▶ **TASK STATEMENT**: Pick out every line of the rows below that contains the word "cone", and list those lines in the order they appear.

** start MATERIAL TO PROCESS **

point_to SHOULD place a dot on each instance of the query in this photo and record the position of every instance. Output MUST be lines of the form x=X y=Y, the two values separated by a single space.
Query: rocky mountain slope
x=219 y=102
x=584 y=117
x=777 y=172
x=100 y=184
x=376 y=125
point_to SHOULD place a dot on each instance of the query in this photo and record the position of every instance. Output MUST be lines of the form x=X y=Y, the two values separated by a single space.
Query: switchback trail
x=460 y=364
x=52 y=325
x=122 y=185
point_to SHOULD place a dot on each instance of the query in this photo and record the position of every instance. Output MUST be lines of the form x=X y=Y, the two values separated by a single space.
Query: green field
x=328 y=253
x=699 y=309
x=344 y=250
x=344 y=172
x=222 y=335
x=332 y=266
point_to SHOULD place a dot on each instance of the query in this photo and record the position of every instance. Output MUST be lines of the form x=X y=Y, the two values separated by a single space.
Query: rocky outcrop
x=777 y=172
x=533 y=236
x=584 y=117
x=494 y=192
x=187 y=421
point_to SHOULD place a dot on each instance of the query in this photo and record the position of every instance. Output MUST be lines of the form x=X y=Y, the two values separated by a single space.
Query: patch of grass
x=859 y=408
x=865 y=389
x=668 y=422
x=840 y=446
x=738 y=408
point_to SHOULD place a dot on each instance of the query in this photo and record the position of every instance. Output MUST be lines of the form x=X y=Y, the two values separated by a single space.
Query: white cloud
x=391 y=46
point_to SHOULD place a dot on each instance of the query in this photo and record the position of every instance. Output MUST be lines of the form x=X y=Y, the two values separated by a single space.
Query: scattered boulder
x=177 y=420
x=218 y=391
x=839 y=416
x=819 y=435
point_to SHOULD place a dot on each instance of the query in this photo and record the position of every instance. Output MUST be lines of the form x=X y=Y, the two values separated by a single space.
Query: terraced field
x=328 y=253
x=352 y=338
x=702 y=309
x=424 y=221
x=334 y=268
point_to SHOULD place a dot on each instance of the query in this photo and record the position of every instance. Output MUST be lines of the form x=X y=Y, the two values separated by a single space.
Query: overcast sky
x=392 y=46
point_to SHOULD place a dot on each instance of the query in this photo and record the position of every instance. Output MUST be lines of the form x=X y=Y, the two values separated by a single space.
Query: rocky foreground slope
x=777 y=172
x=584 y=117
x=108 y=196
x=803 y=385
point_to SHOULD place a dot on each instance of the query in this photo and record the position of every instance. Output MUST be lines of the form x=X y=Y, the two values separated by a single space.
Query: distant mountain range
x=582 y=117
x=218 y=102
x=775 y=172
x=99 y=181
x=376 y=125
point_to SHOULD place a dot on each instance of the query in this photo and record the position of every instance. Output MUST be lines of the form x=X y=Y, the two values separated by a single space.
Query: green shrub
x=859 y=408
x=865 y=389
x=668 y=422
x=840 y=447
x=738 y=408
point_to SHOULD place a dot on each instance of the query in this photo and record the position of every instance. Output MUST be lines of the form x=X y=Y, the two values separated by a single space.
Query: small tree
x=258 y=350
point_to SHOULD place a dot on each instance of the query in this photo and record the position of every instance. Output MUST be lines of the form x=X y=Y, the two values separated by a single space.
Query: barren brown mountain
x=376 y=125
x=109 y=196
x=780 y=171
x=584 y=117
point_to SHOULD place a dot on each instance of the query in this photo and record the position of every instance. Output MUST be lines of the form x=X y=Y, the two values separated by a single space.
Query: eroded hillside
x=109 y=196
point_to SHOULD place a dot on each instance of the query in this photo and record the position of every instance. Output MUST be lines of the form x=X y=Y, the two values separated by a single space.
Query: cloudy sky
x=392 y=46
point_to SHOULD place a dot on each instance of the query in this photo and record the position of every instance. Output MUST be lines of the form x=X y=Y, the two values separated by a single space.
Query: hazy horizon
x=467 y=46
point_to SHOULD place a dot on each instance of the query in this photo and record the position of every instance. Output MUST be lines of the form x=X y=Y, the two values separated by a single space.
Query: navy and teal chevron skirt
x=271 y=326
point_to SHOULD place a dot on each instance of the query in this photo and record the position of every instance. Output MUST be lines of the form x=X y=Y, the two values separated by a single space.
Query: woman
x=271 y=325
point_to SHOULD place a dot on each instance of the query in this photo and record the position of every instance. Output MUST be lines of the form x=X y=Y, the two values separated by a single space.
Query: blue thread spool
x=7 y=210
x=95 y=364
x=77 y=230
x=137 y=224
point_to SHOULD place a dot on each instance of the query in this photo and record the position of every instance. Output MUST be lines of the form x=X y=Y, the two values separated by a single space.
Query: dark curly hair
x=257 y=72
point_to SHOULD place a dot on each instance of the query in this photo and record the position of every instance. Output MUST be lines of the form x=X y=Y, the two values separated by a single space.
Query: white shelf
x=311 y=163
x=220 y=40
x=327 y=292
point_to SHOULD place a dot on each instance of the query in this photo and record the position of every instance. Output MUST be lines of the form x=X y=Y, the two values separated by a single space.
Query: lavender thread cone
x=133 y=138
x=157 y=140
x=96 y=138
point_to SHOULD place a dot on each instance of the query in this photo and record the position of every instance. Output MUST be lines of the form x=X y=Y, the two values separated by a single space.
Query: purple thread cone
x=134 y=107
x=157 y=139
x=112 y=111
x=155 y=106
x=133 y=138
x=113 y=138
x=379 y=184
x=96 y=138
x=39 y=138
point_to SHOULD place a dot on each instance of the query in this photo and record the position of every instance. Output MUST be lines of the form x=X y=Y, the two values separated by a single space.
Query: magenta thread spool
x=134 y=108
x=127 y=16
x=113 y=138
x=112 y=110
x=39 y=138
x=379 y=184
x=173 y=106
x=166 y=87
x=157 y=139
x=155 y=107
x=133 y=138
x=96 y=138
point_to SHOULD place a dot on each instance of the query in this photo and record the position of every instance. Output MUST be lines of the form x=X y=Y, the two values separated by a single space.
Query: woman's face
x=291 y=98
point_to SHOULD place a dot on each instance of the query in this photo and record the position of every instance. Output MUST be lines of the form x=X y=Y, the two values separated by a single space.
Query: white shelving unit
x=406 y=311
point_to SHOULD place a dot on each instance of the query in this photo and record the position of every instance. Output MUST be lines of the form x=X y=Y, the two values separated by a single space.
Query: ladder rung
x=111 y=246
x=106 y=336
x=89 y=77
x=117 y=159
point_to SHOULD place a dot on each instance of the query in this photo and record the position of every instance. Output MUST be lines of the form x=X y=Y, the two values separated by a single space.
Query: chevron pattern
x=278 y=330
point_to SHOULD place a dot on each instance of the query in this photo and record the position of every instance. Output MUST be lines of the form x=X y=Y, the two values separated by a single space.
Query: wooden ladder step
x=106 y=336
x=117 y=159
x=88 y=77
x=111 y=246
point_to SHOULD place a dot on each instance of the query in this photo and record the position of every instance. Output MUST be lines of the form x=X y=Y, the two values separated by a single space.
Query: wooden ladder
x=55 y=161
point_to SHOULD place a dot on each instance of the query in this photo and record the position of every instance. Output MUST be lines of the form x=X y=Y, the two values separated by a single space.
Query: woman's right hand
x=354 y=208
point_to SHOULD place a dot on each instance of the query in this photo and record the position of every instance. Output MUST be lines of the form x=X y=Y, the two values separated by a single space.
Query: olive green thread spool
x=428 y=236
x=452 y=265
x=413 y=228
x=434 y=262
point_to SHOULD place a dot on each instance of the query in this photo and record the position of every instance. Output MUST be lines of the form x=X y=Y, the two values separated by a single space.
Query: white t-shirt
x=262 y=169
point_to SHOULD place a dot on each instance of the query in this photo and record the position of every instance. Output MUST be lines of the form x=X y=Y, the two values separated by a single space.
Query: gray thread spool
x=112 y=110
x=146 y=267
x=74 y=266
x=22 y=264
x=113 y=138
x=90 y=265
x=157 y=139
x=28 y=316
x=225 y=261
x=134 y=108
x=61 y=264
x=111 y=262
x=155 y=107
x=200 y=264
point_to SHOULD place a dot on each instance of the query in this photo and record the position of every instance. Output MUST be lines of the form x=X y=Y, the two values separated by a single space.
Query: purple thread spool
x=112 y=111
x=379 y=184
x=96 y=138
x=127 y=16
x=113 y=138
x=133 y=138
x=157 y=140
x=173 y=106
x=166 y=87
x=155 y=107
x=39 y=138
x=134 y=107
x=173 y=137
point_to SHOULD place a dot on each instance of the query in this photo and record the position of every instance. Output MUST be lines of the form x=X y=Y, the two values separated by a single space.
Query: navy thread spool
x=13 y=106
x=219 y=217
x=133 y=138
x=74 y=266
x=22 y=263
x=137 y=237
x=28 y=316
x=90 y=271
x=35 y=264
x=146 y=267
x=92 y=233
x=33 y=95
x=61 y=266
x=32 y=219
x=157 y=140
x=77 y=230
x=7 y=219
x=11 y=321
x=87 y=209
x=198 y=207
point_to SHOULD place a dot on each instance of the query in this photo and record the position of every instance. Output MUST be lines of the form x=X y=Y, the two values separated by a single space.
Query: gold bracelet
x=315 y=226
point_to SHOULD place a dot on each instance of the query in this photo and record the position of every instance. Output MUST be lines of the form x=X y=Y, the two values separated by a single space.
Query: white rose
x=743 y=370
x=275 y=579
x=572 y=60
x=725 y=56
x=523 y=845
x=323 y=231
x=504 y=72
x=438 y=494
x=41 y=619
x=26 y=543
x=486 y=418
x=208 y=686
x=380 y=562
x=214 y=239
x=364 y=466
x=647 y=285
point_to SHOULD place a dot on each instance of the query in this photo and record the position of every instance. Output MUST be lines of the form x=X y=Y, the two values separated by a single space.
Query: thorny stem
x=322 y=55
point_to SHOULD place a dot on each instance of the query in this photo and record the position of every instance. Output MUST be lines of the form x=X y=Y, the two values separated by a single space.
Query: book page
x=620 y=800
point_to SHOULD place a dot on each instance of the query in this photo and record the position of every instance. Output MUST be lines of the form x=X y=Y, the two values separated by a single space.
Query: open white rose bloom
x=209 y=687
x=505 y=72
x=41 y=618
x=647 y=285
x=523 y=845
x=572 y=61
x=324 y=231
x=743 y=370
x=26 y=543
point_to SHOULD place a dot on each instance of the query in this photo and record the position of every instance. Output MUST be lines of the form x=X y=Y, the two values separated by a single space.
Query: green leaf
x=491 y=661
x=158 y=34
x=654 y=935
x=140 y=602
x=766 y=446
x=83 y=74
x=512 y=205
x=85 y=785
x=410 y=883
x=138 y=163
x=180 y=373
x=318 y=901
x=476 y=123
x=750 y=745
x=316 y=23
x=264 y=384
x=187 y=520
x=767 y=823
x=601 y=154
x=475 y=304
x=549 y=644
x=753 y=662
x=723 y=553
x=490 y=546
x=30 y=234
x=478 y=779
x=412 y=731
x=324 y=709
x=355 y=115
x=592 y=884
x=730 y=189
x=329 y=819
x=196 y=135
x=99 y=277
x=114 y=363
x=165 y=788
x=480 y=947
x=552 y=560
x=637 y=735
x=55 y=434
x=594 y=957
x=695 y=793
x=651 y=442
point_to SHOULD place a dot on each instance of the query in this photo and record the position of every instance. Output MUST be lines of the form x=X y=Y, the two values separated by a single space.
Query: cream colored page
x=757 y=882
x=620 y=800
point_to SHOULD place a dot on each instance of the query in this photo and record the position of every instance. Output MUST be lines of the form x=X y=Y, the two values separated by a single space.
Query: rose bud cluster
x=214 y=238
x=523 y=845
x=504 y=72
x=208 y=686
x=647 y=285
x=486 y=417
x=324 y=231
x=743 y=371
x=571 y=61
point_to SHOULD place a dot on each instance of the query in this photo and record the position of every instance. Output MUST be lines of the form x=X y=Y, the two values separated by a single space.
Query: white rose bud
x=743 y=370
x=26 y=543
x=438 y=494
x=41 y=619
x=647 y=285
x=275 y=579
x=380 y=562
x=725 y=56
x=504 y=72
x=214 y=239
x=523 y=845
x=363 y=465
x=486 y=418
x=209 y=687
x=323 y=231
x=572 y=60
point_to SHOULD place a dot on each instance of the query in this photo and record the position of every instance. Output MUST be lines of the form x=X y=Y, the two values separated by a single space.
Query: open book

** end MATERIAL TO PROCESS **

▶ **TASK RESPONSE**:
Query: lavender thread cone
Query: purple thread cone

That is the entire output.